| Quoted passage |
The U.S. and South Korea say the U.S.-supplied Terminal High Altitude Area Defense system, or THAAD, is necessary to help intercept potential incoming ballistic missiles from North Korea, if it should attack. Chinese officials say South Korea could use the THAAD system's radar to "peer into" China, which South Korean and U.S. officials have dismissed, citing the threat from Pyongyang and Seoul's right to defend itself.

Korean student Weaver-jin said attitudes on both sides were frustrating.

"People with anti-China and anti-Korea sentiments will deliberately look for reasons to hate China or South Korea," he said. "I hope they can calm down and think about whether these bases are reasonable or just looking for reasons to object for the sake of objecting."

Fewer firms, shifting tides

Professor Park said China's struggling economy, high youth unemployment, and deteriorating business environment for foreign companies have also made it increasingly less attractive to South Korean companies that often hire those who studied in China.

According to The Export-Import Bank of Korea, the number of Korean companies establishing new entities in China has decreased since 2010, dropping to 138 in 2023, the lowest number in 30 years. Meanwhile, the number of Korean firms opening new entities in Japan in the first half of 2023 surpassed the number opening in China for the first time since the 1980s.

"Many Korean companies have left China," Park said, "and it is currently difficult for international students to find jobs [in China] after graduation."

In China, Cankao Xiaoxi picked up the story about the sharp decrease in students from South Korea, but there has been no official comment on the drop. Cankao Xiaoxi is a newspaper that publishes translations of foreign news and is owned by state-run Xinhua News Agency. VOA reached out to the Chinese Embassy in Washington for comment on South Korea's shrinking numbers.

The embassy's spokesperson did not comment on students from South Korea but did note efforts to draw in more students from the United States, which has seen a similar decline.

[Region pointing data]
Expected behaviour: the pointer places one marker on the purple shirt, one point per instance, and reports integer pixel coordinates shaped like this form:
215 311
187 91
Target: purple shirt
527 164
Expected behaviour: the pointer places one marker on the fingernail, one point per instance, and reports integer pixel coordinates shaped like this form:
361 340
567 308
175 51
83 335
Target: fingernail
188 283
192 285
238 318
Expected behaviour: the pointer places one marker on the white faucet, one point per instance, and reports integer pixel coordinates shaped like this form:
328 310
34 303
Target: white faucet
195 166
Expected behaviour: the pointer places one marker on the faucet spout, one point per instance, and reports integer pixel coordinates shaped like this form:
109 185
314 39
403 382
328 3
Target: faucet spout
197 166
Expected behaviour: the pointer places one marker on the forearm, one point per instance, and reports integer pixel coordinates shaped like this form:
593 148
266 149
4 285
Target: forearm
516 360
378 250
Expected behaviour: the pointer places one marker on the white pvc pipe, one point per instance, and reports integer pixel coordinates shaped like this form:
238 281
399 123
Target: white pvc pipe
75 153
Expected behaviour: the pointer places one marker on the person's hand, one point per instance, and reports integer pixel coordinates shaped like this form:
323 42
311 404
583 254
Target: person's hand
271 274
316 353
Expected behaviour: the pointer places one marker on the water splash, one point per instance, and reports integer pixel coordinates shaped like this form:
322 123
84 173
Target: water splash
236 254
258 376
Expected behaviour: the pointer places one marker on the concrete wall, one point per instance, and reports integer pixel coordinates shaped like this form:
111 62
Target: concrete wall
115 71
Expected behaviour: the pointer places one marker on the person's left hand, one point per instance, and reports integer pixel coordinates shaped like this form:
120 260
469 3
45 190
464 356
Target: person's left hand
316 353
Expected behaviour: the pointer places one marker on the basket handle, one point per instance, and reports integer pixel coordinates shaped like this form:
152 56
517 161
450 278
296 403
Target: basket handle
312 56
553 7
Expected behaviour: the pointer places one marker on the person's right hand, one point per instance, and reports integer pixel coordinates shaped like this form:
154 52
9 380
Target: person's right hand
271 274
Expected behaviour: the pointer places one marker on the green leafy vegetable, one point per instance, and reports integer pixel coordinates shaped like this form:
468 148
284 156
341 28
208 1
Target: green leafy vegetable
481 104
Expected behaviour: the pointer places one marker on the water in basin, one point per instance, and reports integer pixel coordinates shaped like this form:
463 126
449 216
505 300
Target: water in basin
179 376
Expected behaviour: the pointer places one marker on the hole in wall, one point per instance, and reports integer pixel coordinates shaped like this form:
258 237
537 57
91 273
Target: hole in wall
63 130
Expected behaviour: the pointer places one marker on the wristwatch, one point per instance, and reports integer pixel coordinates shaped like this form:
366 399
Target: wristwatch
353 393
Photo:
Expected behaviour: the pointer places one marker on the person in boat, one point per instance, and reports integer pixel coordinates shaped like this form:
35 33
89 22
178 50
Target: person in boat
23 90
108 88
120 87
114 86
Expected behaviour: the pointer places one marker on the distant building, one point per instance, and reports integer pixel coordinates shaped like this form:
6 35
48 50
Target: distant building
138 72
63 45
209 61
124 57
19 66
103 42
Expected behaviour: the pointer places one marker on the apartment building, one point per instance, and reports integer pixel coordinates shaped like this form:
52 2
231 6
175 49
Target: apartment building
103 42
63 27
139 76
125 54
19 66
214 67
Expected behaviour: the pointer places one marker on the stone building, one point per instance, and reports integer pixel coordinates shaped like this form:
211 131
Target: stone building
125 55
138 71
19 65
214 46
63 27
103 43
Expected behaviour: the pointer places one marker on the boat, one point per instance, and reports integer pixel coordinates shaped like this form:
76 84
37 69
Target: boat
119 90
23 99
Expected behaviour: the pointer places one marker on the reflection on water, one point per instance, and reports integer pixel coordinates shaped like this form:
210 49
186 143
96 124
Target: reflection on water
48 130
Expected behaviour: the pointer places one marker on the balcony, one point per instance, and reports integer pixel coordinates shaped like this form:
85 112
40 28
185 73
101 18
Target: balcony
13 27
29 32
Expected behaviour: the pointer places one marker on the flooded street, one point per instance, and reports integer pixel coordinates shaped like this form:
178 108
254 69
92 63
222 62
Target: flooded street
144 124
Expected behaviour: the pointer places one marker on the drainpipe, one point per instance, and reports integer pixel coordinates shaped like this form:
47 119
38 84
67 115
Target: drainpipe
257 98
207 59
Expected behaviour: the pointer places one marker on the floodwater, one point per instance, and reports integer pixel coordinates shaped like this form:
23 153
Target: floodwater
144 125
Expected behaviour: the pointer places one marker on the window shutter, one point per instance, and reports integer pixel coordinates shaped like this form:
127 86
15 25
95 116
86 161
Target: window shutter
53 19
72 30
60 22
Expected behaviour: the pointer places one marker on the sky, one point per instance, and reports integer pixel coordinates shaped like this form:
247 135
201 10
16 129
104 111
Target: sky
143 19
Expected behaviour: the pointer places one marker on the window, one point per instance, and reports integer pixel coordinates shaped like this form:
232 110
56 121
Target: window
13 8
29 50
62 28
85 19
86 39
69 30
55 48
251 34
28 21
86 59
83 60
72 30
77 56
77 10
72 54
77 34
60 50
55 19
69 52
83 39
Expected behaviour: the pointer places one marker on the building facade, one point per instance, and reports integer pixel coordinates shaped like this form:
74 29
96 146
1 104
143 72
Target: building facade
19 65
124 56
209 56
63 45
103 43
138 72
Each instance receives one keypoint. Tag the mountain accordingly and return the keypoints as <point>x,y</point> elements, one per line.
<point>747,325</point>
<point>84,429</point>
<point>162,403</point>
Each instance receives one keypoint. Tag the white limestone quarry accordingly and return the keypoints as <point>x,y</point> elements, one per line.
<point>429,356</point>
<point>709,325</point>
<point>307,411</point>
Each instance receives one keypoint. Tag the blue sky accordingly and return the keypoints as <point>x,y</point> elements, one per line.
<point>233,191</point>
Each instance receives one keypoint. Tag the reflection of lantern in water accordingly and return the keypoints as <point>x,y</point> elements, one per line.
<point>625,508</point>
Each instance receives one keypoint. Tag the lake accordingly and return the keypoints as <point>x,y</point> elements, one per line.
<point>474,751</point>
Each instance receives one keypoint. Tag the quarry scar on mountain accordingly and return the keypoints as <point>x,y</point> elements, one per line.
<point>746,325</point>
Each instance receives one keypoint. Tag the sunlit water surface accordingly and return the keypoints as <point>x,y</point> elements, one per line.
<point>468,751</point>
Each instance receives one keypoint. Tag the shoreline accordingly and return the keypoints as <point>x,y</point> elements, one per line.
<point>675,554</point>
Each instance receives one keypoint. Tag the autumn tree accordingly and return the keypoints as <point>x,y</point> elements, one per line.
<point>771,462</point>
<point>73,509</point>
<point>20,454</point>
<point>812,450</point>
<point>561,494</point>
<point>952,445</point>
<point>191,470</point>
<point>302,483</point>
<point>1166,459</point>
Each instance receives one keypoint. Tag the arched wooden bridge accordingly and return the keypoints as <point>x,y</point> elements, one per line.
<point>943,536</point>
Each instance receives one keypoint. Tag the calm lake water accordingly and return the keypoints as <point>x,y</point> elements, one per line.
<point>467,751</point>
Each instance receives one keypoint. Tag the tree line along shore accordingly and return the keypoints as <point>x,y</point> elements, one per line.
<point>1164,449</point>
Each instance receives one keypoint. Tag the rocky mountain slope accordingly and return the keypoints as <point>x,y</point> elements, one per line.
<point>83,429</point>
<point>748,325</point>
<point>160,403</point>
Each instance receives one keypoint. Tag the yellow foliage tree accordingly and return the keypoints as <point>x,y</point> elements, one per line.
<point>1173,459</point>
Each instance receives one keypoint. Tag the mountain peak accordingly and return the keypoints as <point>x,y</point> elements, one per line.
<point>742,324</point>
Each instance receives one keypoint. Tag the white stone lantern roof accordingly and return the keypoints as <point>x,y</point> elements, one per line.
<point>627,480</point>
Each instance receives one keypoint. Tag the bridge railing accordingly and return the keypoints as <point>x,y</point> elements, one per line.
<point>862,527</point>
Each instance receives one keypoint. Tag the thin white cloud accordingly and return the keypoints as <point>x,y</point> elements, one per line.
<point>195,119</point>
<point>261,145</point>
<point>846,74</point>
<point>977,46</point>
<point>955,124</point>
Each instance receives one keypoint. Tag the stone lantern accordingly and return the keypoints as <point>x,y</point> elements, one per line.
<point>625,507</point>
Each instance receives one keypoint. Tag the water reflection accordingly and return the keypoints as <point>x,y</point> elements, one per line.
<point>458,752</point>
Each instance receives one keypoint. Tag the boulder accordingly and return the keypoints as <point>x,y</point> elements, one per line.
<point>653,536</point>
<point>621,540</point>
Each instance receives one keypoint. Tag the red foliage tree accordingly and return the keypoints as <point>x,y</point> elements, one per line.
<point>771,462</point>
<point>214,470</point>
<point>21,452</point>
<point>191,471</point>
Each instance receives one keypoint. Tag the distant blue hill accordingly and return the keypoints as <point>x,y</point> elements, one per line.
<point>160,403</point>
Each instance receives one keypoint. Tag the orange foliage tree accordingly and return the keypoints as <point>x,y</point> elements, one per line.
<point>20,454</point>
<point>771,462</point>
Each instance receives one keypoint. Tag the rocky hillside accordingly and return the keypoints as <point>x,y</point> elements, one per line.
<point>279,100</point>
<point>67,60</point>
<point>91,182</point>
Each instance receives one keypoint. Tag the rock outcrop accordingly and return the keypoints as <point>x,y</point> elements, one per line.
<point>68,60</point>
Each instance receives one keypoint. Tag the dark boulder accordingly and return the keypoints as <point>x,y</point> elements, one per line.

| Work instruction 1 |
Answer these questions from the news excerpt:
(a) What does the abbreviation THAAD stand for?
(b) How many Korean companies established new entities in China in 2023?
(c) Which news agency owns Cankao Xiaoxi?
| Work instruction 2 |
Reproduce the part of the news excerpt between "The embassy's spokesperson" and "a similar decline.", inclusive.
Answer using only the news excerpt, without drawing on the entries.

| Your solution 1 |
(a) Terminal High Altitude Area Defense
(b) 138
(c) The state-run Xinhua News Agency

| Your solution 2 |
The embassy's spokesperson did not comment on students from South Korea but did note efforts to draw in more students from the United States, which has seen a similar decline.